Thus, there remained a need for a lightweight metal spacer that has open channels and a flat contact surfaces to maximize the efficiency of the thermal transferring surfaces. Further, there is a need for a spacer device which reduces the incident of snagging containers supported thereon. There is also a need for a lightweight channel system that can efficiently transfer heat and act as a heat sink while being of sufficient structural strength to maintain its shape under the weight of the supported containers.
It is an object of the present invention to provide a new and useful space device construction that is easy and inexpensive to manufacture and that is easy to use when supporting containers for heat transfer.
Yet another object of the present invention to provide a lightweight spacer device capable of supporting heavy containers without deformation of the shape of the spacer device.
A further object of the present invention is to provide a spacer device that does not have upturned edges that can snag containers supported thereon.
It is still a further object of the present invention to provide a lightweight, spacer device that is efficient in transferring thermal energy.
Another object of the present invention is to provide a spacer device that is strengthened such that it can maintain its shape when heavy food containers are supported on it and also maintain or increase the thermal transferring properties of the device.
In the broad form of the present invention, then, a spacer device is adapted to support containers having a first temperature for heat exchange with an environment at a second temperature. The spacer device of the present invention broadly includes a plurality of elongated U-shaped first channel members each having a longitudinal axis. Each first channel member is formed to have a first planar bottom wall and a pair of first sidewalls that are connected to the first bottom wall to form a first U-shaped channel. The first sidewalls each project upwardly from the bottom wall and terminate in a laterally projecting flanges. The flange on each respective sidewall projects oppositely from one another in a substantially parallel spaced apart relation to the bottom wall. The first channel members are organized as a first set with each of the first channel members in the first set being positioned in a spaced apart parallel relation one to another and oriented so that the U-shaped channels open in a common first direction. The spacer device also has plurality of elongated U-shaped second channel members each having a longitudinal axis. The second U-shaped channel members are also formed by a second planar bottom wall and a pair of second sidewalls connected to the bottom wall to form a U-shaped second channel. The second sidewalls each project upwardly from second bottom wall and terminate in laterally projecting second flanges. The second flanges also project oppositely from one another in a substantially parallel spaced apart relationship to the second bottom wall. The second channel members are organized as second set with the second channel members in the second set being positioned in a spaced apart parallel relation to one another. The U-shaped channels of the second set open in a common second direction opposite the first opening of the first channels with each of the second channels oriented transversely to the first channel members so that the first and second channel members cross one another at intersections and so that the first and second channels open toward one another; thus, the first and second flanges at the intersections are proximate one another. The flanges of the first channel members of the first set and the flanges of the second channel members of the second set are then rigidly attached to one another at selected attachment locations at the points of intersection.
+++++
What to work on:
a: Using the spacer device passage, answer the following:
(i) What kind of edges should the spacer device not have?
(ii) In which direction do the flanges on the two sidewalls of a first channel member project relative to each other?
(iii) Where are the flanges of the first and second channel members rigidly attached to one another?
b: Reproduce the spacer device passage word for word, starting at "Thus, there remained" and ending at "for heat transfer.".
c: Continue the passage on the spacer device from the point at which it stops.

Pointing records
+++++
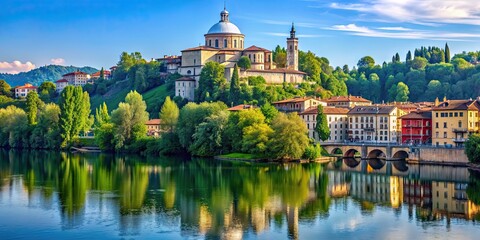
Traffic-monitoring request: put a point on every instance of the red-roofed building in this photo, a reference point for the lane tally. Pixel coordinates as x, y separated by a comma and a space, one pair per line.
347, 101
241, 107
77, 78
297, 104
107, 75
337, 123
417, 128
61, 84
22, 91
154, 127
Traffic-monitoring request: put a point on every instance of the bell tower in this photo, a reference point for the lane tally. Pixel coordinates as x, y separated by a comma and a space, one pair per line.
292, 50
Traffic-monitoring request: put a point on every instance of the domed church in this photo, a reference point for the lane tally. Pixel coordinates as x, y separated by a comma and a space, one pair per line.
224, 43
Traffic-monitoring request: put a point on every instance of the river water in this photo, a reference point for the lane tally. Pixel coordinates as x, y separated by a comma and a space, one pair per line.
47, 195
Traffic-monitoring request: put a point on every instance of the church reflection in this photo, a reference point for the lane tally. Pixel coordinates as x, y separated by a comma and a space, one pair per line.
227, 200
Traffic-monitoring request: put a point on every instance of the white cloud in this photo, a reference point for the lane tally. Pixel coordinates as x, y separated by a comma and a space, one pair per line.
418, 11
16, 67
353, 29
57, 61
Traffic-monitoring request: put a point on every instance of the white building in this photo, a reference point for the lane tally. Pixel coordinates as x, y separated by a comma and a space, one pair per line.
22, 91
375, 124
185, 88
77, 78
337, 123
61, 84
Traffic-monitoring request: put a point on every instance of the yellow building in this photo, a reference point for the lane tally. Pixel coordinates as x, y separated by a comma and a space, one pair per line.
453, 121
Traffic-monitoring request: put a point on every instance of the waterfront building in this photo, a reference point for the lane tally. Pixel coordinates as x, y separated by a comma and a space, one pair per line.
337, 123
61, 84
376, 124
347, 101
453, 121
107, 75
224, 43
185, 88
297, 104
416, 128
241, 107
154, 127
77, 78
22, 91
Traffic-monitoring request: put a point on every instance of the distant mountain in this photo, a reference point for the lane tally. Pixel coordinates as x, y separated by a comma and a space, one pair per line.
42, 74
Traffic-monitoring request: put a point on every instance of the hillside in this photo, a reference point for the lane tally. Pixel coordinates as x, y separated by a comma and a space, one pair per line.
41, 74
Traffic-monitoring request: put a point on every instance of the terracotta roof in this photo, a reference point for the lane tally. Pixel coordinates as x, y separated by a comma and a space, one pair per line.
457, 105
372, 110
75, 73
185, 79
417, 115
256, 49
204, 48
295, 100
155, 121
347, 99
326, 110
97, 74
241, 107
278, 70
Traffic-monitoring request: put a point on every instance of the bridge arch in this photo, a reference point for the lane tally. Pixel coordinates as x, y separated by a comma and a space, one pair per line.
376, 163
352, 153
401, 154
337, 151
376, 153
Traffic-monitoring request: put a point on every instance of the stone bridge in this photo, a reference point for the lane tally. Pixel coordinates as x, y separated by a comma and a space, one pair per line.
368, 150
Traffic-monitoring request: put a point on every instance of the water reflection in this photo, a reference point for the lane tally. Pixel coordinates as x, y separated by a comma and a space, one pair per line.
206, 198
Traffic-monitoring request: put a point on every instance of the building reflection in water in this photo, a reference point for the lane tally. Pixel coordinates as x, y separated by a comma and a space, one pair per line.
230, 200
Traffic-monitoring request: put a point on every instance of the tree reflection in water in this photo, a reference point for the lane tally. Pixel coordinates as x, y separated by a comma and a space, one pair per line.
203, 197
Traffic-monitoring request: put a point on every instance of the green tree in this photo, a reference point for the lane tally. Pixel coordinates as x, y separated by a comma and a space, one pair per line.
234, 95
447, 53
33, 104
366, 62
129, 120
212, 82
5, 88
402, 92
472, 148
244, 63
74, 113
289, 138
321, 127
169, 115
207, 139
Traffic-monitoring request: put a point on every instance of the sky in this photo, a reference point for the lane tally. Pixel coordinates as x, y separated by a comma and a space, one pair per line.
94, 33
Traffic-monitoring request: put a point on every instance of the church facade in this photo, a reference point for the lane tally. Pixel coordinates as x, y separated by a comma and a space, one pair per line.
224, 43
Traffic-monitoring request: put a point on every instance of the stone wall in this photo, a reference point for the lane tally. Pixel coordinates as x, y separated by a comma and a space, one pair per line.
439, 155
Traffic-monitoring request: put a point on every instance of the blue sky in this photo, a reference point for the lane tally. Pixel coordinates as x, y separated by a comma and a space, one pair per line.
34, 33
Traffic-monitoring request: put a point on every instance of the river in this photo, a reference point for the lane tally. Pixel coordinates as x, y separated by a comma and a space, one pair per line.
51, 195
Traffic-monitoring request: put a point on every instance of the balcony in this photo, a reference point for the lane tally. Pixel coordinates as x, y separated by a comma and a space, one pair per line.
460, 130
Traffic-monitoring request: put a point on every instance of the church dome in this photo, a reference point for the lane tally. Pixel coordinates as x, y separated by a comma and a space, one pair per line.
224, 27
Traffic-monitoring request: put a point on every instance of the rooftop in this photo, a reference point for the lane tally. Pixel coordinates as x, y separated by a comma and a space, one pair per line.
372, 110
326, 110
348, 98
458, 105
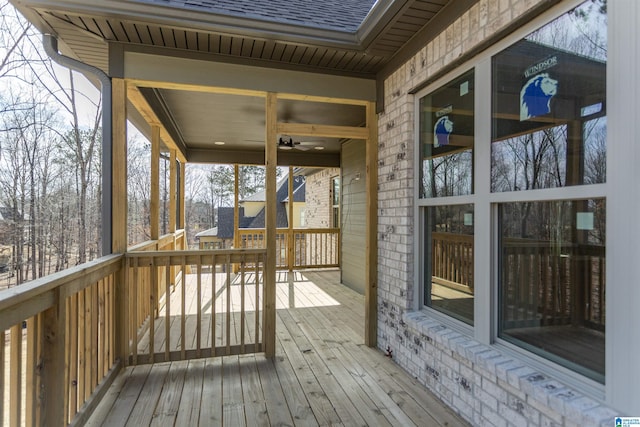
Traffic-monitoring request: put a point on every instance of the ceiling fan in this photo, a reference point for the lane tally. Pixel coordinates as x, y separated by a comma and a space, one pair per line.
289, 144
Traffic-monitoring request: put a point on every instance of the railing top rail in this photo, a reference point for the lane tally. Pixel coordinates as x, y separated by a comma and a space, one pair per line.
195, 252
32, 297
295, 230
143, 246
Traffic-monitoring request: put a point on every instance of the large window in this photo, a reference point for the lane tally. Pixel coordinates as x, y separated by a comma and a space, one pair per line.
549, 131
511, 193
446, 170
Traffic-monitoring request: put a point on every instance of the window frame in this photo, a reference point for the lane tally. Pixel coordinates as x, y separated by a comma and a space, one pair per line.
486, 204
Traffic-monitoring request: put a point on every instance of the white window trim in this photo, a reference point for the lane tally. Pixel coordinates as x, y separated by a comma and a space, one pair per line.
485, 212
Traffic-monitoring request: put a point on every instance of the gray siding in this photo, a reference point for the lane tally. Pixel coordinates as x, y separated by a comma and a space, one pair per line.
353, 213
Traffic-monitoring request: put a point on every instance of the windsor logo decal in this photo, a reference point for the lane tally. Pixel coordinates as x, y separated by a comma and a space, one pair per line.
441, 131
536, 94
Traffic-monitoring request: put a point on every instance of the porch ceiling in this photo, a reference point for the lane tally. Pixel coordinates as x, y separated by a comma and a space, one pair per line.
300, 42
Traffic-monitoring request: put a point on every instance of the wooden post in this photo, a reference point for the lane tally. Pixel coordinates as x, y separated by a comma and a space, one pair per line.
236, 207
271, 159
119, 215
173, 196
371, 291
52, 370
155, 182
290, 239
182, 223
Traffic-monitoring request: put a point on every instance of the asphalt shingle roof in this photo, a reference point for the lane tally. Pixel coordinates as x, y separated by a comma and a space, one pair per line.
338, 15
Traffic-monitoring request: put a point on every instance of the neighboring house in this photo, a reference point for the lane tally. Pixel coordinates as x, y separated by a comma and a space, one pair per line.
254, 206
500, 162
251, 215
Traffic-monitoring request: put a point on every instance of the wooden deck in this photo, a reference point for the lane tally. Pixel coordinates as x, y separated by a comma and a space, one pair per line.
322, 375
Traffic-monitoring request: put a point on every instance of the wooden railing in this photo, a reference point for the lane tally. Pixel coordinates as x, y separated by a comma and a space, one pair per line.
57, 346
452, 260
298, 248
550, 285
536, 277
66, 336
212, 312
+++++
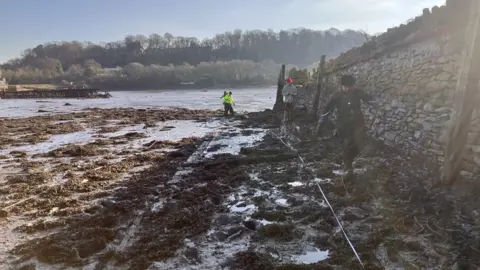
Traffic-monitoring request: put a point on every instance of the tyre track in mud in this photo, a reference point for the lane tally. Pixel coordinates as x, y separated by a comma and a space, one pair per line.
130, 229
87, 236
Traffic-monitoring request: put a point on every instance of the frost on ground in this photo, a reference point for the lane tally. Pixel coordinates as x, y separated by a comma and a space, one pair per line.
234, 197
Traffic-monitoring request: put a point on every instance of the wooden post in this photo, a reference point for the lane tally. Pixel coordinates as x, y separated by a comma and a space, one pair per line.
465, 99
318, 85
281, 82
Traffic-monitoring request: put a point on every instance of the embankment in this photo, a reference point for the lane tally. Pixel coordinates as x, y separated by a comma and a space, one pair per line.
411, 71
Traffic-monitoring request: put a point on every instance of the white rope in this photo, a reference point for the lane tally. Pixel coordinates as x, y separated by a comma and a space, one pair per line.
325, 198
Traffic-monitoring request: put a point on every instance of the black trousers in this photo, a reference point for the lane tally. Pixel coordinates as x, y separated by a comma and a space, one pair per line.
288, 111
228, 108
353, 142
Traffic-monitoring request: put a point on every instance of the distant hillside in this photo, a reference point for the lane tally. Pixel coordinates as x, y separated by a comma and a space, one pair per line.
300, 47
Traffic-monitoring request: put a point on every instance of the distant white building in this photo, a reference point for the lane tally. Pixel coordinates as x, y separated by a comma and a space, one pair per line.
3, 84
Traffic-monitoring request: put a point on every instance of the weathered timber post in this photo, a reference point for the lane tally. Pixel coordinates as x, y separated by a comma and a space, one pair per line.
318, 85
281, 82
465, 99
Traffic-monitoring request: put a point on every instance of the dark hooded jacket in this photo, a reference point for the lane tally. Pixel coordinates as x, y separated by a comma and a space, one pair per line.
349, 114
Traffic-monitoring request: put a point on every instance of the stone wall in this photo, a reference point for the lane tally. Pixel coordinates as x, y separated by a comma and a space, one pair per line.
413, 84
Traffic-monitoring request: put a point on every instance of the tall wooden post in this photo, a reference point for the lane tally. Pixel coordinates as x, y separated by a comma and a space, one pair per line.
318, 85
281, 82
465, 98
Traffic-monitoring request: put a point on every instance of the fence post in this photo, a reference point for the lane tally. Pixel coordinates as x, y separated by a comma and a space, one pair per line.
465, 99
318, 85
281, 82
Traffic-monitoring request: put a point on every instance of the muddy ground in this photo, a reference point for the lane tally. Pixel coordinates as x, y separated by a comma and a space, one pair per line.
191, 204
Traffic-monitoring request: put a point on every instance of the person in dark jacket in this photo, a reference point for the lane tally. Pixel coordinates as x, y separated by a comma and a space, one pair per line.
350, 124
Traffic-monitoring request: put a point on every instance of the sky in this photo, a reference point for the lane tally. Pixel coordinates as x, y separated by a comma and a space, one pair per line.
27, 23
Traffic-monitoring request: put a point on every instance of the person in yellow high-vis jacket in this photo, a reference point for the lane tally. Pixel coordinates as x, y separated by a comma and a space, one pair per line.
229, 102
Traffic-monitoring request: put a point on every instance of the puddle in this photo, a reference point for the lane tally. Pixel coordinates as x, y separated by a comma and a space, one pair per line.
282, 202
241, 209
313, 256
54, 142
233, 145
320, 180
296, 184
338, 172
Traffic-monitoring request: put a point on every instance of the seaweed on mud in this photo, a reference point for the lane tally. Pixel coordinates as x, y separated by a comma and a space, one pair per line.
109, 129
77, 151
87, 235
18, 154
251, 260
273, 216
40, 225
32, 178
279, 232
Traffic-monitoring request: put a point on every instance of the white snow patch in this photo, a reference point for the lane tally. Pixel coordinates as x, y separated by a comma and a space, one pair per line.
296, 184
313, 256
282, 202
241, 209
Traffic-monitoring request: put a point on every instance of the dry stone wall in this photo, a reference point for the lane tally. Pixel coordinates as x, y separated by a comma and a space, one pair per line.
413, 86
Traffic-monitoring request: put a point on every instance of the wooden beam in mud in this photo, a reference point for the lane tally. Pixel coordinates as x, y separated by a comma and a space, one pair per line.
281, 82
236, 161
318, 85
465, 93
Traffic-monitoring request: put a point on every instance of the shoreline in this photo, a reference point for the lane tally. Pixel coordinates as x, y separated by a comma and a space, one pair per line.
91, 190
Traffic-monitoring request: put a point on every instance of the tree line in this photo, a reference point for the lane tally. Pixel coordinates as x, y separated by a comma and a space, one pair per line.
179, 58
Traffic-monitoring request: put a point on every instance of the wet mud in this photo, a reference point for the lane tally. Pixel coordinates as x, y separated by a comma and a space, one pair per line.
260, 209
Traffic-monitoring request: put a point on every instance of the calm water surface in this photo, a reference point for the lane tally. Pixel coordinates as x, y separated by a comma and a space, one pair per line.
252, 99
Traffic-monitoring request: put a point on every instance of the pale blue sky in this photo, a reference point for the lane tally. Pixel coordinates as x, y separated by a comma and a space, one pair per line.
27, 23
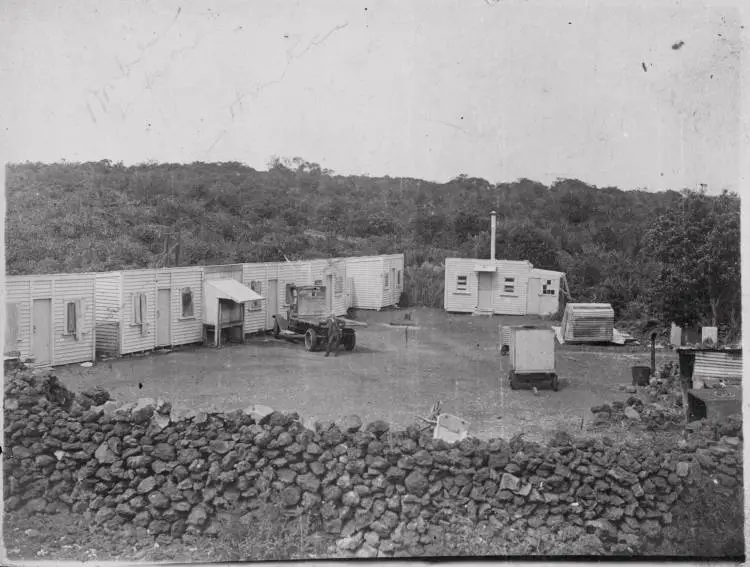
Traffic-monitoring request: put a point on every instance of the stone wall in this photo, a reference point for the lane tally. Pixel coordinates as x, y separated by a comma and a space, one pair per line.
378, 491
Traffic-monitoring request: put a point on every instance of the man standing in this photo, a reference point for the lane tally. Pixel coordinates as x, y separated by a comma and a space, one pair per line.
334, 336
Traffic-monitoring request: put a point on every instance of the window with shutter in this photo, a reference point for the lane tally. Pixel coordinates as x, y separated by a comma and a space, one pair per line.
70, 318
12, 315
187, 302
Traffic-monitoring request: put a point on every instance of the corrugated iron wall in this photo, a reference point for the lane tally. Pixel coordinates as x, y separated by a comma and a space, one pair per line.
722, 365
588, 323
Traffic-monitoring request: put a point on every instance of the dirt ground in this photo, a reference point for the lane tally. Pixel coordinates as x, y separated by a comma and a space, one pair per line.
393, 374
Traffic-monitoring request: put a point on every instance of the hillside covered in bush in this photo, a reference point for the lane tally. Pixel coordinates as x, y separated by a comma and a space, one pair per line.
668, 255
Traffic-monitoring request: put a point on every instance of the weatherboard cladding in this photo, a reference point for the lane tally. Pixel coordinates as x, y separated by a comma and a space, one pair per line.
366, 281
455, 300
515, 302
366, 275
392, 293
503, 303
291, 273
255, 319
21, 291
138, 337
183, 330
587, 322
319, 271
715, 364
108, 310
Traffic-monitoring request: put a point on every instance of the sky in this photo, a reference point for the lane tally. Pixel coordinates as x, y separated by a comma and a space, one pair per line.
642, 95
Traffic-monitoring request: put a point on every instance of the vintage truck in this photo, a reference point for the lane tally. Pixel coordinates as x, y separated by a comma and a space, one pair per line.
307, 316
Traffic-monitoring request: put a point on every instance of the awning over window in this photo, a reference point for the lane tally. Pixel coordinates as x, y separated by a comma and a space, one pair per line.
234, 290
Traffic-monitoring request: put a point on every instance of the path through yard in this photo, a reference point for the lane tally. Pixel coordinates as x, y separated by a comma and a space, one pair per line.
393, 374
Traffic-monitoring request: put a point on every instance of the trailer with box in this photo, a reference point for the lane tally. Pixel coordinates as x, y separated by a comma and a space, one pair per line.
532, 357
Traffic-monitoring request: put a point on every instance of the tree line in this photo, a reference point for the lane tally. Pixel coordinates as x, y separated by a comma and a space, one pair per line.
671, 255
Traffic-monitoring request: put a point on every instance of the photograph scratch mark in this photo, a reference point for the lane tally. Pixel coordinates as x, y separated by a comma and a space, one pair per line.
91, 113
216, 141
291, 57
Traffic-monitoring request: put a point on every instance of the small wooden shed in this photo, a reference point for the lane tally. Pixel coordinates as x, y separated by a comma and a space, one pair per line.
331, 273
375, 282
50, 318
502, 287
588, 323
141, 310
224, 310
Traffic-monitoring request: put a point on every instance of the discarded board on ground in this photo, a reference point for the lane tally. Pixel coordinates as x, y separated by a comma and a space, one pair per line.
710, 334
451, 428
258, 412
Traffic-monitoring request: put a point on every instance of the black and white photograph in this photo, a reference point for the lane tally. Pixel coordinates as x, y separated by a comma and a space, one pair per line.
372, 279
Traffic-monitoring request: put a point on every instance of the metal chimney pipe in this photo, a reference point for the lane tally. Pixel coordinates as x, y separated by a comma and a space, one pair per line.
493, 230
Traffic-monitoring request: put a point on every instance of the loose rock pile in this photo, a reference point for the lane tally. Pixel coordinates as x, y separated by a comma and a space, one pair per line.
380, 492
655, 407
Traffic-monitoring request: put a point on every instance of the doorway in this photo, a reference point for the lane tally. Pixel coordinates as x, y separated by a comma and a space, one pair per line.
+++++
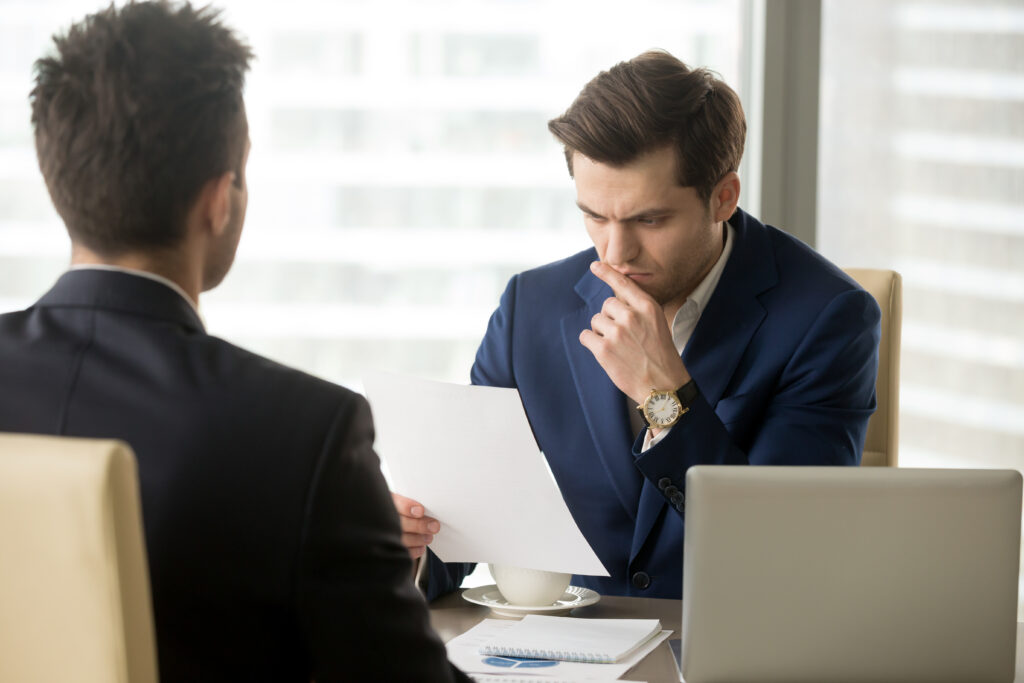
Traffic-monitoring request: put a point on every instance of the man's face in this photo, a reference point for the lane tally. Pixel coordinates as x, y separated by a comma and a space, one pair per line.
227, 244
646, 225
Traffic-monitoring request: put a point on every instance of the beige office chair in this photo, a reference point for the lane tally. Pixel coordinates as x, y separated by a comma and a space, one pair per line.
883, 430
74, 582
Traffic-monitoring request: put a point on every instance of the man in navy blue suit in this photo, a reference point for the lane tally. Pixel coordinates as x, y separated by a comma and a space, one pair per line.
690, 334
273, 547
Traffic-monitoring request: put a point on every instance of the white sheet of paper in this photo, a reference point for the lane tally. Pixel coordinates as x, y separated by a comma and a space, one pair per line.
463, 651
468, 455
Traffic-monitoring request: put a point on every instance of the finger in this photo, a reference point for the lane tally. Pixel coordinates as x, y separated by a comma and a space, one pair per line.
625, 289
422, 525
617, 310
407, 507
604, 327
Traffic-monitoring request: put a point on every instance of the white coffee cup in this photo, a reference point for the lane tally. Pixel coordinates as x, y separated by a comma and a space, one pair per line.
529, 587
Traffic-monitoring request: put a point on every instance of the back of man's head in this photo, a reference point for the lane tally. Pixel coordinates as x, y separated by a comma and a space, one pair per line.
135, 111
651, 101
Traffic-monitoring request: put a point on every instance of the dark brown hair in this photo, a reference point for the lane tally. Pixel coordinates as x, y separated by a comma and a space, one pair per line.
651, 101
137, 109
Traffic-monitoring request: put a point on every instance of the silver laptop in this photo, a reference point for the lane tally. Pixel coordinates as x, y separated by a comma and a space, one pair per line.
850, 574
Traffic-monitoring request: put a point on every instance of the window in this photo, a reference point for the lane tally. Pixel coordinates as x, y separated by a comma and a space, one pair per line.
+++++
Answers in order:
a:
(i) Upturned edges that can snag containers supported on it.
(ii) Oppositely from one another.
(iii) At selected attachment locations at the points of intersection.

b:
Thus, there remained a need for a lightweight metal spacer that has open channels and a flat contact surfaces to maximize the efficiency of the thermal transferring surfaces. Further, there is a need for a spacer device which reduces the incident of snagging containers supported thereon. There is also a need for a lightweight channel system that can efficiently transfer heat and act as a heat sink while being of sufficient structural strength to maintain its shape under the weight of the supported containers.
It is an object of the present invention to provide a new and useful space device construction that is easy and inexpensive to manufacture and that is easy to use when supporting containers for heat transfer.

c:
When used, the first and second bottom walls are positioned to contact and support the containers so that bottom walls define outwardly disposed thermal transfer surfaces which are operative to transfer thermal energy between the first and second members and the container. The first and second sidewalls and the first and second flanges define radiant surfaces which are operative to transfer thermal energy between the first and second channel members and the environment. The spacer device is usually formed of first and second channel members made of a metal such as steel, tin, aluminum, iron, copper and nickel. While the attachment structure that interconnects the first and second channel members may be rivets, screws and the like, preferably the attachment means includes a crimped region of the first and second channel members in the flange. Each of the first and second flanges have outer edges, and the flanges are sized and configured at the attachment locations to receive the rivet or crimping means without substantial deformation of the outer edge of the flange.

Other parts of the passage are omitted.